● **Consignes de travail**:
Rédigez la suite du texte fourni sur le culte de Mithra et la date de Noël, à partir de sa dernière phrase.

La religion chrétienne ne s'est pas diffusée dans un milieu vide de toute pratique mystique mais a d'abord côtoyé un foisonnement de sectes diverses dans le pourtour méditerranéen. Parmi celles-ci, le culte de Mithra bénéficiait d'une forte popularité dans l'empire romain. D'origine iranienne, Mithra est une divinité solaire qui naît le 25 décembre dans une grotte. Les adorateurs de Jésus, en proie à la compétition des mythes, ont alors copié cette date pour faire échec à la concurrence, la célébration de sa date de naissance ayant lieu auparavant au printemps. C'est ainsi que la date du 25 décembre apparaît au 4ème siècle dans la mythologie chrétienne.

● **Matériel présenté**:
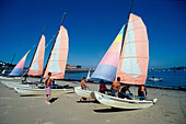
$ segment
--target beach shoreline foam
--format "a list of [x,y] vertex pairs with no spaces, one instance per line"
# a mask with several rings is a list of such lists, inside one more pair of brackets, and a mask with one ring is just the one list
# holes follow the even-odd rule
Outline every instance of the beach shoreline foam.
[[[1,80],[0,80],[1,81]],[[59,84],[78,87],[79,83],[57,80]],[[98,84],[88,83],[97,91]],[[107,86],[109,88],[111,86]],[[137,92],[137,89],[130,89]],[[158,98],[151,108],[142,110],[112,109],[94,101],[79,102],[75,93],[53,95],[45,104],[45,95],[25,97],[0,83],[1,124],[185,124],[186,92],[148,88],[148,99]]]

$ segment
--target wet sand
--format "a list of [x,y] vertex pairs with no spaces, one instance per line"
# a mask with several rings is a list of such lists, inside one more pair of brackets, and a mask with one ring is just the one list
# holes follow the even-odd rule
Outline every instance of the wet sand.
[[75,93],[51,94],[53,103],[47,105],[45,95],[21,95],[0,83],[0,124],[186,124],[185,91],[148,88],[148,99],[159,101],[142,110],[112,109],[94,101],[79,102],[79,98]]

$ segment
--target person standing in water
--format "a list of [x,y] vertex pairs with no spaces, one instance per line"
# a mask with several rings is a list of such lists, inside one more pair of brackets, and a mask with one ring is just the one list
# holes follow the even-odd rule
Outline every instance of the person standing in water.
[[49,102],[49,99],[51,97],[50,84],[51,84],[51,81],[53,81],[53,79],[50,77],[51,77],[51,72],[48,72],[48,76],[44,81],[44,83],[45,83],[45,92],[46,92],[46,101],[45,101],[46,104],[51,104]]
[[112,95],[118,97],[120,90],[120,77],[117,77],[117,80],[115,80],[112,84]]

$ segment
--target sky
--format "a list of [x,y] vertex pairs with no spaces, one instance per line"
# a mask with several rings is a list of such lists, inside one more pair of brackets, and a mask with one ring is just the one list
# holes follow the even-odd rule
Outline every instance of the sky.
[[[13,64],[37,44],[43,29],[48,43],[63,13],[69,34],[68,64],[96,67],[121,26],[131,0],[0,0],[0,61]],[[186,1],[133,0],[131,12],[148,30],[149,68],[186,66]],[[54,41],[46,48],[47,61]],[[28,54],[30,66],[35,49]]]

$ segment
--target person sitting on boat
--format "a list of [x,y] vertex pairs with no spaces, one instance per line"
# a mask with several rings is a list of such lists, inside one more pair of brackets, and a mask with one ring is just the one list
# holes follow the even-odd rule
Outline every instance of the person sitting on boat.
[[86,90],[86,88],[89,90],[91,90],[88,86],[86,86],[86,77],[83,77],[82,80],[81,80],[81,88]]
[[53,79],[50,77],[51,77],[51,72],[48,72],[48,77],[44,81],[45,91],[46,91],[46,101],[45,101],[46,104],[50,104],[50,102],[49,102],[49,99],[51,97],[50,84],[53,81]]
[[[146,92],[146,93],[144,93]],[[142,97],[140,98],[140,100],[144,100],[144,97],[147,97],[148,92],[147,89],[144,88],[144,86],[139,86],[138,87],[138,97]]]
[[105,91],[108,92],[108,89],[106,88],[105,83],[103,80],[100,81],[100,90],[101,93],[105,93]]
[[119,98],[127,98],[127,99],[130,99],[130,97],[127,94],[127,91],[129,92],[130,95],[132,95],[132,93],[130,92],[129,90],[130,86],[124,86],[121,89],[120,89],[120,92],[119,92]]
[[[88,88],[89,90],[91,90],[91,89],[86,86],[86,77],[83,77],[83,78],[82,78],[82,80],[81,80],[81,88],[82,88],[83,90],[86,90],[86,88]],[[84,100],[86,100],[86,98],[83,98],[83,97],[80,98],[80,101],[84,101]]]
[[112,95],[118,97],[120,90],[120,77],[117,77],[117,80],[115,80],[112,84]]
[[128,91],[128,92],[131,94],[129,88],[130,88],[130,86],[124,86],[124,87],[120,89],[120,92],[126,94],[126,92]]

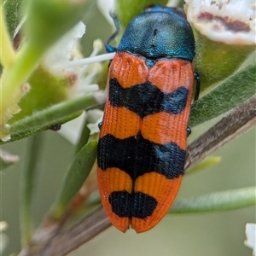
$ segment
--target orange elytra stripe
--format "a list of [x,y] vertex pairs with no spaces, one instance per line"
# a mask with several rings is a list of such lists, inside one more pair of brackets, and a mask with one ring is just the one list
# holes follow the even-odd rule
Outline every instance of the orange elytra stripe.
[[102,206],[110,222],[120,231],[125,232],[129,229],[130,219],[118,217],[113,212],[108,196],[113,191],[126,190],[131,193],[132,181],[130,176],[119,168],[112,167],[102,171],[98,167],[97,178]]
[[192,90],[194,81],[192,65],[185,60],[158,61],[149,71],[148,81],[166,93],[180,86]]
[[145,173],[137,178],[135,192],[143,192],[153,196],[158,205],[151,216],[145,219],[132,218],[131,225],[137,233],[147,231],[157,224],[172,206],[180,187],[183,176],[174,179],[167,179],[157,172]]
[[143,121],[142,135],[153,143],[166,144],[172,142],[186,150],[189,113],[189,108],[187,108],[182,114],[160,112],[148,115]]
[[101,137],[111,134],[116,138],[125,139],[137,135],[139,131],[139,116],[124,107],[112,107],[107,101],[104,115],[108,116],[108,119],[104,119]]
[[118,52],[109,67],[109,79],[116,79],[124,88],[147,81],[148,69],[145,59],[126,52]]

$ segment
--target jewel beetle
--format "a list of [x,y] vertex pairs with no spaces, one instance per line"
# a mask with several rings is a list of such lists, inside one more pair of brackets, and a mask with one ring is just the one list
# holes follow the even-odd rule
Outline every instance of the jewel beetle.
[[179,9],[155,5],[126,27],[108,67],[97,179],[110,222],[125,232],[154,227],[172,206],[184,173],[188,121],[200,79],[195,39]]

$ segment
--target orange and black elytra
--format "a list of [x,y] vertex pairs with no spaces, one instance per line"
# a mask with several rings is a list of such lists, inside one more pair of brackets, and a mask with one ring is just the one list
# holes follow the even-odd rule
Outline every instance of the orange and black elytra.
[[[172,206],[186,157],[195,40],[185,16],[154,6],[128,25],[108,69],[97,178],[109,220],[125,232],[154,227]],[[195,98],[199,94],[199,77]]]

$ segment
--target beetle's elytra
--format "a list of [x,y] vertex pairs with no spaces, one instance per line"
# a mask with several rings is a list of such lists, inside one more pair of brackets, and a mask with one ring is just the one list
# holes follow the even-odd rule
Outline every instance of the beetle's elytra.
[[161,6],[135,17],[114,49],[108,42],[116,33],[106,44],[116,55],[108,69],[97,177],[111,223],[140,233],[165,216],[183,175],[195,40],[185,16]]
--
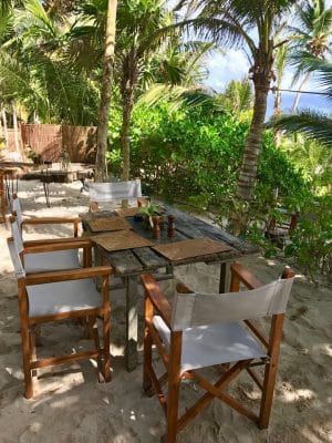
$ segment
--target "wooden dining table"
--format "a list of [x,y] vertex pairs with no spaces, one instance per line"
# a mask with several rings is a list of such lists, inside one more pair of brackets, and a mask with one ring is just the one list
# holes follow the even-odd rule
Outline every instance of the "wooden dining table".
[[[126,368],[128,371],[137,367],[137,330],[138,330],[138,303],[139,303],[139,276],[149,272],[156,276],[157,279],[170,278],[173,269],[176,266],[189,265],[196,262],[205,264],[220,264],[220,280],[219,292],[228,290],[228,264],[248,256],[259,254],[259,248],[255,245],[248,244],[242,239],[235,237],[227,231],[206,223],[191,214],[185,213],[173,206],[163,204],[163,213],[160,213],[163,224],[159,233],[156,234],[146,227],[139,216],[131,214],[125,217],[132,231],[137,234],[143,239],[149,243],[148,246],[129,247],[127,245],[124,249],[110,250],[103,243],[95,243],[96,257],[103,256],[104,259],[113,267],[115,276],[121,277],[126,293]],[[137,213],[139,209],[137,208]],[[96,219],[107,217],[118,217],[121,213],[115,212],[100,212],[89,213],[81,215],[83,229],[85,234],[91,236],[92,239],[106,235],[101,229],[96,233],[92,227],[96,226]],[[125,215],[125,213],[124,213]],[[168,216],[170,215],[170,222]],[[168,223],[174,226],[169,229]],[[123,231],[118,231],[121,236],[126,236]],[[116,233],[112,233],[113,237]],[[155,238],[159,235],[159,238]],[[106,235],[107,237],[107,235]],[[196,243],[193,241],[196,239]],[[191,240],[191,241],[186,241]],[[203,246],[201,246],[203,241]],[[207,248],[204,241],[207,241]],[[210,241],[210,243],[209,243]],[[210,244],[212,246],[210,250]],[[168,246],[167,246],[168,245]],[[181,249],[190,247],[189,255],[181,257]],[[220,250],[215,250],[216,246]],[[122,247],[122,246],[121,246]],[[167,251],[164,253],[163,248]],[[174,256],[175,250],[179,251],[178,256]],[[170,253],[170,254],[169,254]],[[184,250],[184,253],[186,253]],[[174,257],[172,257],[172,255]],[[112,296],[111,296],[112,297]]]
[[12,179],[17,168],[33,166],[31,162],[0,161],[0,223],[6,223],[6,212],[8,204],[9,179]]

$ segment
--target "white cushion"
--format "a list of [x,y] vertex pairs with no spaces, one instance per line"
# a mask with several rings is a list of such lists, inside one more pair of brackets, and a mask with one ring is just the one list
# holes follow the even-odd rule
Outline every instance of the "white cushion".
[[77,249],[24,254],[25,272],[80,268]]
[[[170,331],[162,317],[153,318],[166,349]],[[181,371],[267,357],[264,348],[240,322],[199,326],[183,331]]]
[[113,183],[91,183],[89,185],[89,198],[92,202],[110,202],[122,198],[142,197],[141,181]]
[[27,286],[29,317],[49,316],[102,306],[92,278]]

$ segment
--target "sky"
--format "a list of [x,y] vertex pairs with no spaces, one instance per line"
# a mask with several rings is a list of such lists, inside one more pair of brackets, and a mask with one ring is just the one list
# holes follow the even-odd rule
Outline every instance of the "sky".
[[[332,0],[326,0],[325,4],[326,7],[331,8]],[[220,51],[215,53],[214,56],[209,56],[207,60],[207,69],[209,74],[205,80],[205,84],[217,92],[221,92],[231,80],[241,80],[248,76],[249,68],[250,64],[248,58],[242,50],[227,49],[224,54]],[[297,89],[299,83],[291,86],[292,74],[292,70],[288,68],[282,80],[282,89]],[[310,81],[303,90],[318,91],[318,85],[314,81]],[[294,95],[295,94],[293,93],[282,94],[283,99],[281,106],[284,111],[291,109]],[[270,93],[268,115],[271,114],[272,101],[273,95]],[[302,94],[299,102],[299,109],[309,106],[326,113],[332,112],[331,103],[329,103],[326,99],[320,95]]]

● **Réponse ci-dessous**:
2/ La crèche, les anges, l'âne et le boeuf

Seul l'évangile de Luc (2, 7) stipule que la naissance de JC eut lieu dans une crèche (Nouvveau Testament, traduction de Pierre de Beaumont, Fayard Mame). Elle est la seule aussi à indiquer la venue de "messagers célestes". Les trois autres versions de la vie de JC par Matthieu, Marc et Jean font preuve d'un inquiétant silence pour les gardiens de la foi. On ne trouve trace de l'âne et du boeuf que dans les évangiles apocryphes. Ces textes ont été écrits eux aussi dans les premiers siècles de la chrétienté et furent déclarés faux par les évêques du fait de la grande confusion qu'ils entraînent, dans une tentative de description de la vie de JC en particulier. Ainsi, les deux animaux apparaissent dans l'évangile du pseudo Matthieu (14). Il semble que la tradition de l'adoration de la crèche par les chrétiens soit une invention de Saint François d'Assise au 13ème siècle.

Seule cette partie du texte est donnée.